Русское тысячелетие - Сергей Эдуардович Цветков
Шрифт:
Интервал:
Закладка:
Патриарх Смуты
Род Фёдора Никитича, будущего патриарха Филарета, восходил к Андрею Ивановичу Кобыле, московскому боярину, жившему в первой половине XIV при великих князьях Иване Даниловиче Калите и Симеоне Ивановиче Гордом. Многочисленные потомки его женились с большим разбором, и дочерей своих пристраивали с немалой выгодой.
Знатный боярин
Жизнь начиналась, как широкая масленица, где было всё, и всего было в избытке.
Для боярина наипервейшее — знатность происхождения. Наибольшая честь выпала деду Фёдора Никитича, Роману Захарьину-Юрьеву, чья дочь Анастасия стала первой женой Ивана Грозного и московской царицей. В память своего деда Фёдор Никитич первым в роду начал носить фамилию «Романов».
На втором месте для боярина — почёт. О нём позаботился отец Фёдора Никитича, Никита Романович, который был боярин свойственный, то есть состоявший в родстве (свойстве) с царём и царицей. Даже после внезапной смерти Анастасии он не потерял расположения государя и в 1584 году, согласно последней воле Ивана Грозного, возглавил опекунский совет из пяти персон, назначенный для присмотра над слабоумным наследником царевичем Фёдором. Царёв шурин Борис Годунов в этом совете скромно сидел на четвёртом месте, но опытный Никита Романович, прозревая будущее, перед своей кончиной именно ему поручил заботу своих детях.

ЗАДАНИЕ К ВЫПОЛНЕНИЮ:
Установите, соответствуют ли отрывку о Фёдоре Никитиче утверждения (а), (б) и (в); на каждое ответьте «да» или «нет» и приведите дословно решающие слова отрывка. (а) Фамилию «Романов» первым в роду начал носить дед Фёдора Никитича. (б) В опекунском совете Борис Годунов занимал четвёртое место. (в) После смерти Анастасии Никита Романович лишился расположения государя.

ПРЕДОСТАВЛЕННЫЙ МАТЕРИАЛ:
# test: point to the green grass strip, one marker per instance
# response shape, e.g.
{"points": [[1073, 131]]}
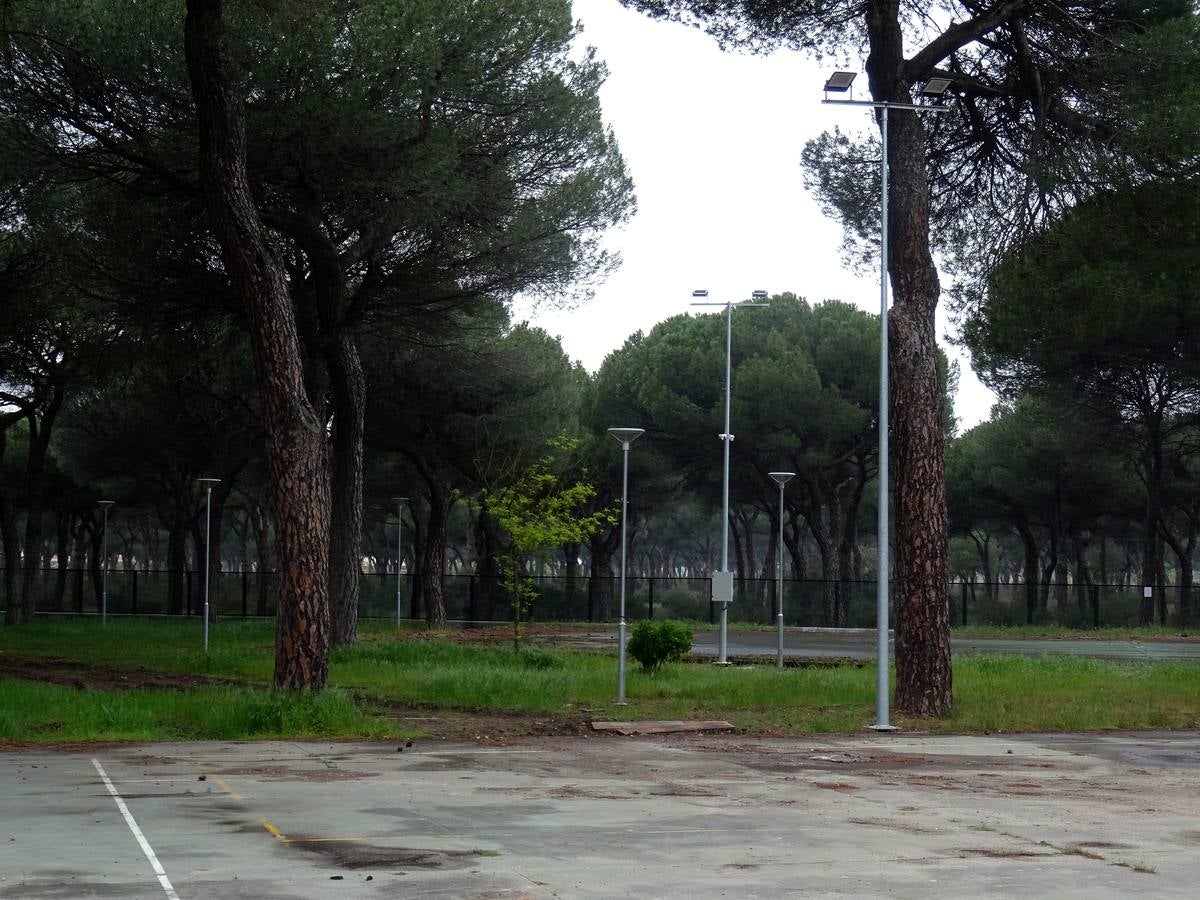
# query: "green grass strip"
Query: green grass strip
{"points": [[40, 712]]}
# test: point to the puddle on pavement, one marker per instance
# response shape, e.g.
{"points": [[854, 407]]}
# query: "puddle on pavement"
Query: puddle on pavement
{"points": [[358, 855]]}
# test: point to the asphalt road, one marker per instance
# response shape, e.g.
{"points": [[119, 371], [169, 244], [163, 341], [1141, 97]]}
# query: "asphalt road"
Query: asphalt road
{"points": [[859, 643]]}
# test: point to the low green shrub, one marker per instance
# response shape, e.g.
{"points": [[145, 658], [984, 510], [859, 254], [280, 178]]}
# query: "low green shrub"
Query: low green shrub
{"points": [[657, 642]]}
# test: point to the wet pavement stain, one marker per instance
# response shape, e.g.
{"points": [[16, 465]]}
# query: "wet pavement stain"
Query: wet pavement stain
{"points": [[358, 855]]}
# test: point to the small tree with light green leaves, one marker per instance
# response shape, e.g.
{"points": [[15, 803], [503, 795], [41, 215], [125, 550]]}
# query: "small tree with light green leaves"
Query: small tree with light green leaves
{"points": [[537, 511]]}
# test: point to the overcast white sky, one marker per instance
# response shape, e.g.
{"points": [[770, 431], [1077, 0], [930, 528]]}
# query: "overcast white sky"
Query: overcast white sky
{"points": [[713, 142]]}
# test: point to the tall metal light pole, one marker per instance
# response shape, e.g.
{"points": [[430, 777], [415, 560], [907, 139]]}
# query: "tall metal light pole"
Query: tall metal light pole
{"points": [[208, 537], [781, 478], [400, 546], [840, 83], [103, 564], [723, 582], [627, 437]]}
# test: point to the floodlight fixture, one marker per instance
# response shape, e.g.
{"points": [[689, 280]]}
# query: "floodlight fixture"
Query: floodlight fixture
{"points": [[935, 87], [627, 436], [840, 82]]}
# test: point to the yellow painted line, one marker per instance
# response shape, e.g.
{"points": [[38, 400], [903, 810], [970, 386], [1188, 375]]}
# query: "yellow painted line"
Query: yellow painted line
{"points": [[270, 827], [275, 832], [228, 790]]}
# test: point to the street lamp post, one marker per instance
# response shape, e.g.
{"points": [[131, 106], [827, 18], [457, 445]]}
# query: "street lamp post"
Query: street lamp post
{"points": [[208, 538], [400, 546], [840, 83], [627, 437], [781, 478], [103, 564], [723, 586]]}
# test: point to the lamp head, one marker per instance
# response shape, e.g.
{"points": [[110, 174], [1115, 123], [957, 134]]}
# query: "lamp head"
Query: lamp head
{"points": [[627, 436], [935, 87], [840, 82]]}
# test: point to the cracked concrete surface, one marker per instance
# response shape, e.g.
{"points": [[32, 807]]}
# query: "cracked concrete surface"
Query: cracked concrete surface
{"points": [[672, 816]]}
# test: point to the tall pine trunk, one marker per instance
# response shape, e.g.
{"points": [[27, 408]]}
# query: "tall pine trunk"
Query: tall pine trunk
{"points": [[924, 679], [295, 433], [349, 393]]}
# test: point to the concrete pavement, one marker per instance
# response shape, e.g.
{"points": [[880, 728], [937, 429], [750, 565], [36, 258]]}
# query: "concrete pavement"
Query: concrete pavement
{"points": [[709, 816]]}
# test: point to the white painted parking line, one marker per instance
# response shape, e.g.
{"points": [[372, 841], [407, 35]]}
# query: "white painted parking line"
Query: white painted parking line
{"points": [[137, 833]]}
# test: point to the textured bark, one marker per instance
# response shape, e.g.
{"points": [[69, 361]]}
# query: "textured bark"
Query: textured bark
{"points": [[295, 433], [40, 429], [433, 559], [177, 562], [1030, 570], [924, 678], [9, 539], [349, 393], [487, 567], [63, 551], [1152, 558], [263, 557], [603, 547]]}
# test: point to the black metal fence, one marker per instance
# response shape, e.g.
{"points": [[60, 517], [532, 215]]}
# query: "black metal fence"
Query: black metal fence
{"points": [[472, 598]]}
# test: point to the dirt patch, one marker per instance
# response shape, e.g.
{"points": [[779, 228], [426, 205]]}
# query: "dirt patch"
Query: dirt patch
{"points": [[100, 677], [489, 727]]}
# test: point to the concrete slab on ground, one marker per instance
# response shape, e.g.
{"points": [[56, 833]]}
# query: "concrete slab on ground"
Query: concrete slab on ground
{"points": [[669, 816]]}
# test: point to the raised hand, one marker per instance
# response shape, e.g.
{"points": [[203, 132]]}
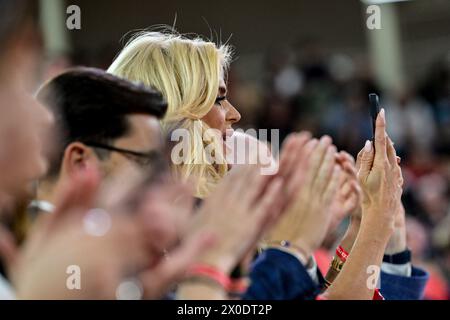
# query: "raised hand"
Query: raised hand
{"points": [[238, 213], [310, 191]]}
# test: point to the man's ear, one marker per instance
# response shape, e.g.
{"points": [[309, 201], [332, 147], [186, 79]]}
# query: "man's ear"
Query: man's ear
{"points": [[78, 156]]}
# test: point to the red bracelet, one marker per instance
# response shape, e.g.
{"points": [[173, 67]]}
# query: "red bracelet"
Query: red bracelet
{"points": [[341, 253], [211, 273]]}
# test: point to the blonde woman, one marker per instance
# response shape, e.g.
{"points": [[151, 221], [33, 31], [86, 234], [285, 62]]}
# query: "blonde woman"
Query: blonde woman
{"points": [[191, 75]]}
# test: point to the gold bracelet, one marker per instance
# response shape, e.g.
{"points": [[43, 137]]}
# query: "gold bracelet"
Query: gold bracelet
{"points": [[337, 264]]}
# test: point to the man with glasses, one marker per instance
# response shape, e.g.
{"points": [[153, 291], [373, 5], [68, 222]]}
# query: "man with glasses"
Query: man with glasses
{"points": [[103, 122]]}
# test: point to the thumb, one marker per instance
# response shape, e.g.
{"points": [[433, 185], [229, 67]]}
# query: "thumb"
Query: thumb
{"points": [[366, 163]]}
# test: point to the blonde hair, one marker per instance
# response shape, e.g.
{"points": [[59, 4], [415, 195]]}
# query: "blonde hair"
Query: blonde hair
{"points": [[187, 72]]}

ОЖИДАЕМЫЙ ОТВЕТ:
(а) Нет: «Фёдор Никитич первым в роду начал носить фамилию».
(б) Да: «Борис Годунов в этом совете скромно сидел на четвёртом месте».
(в) Нет: «Даже после внезапной смерти Анастасии он не потерял расположения государя».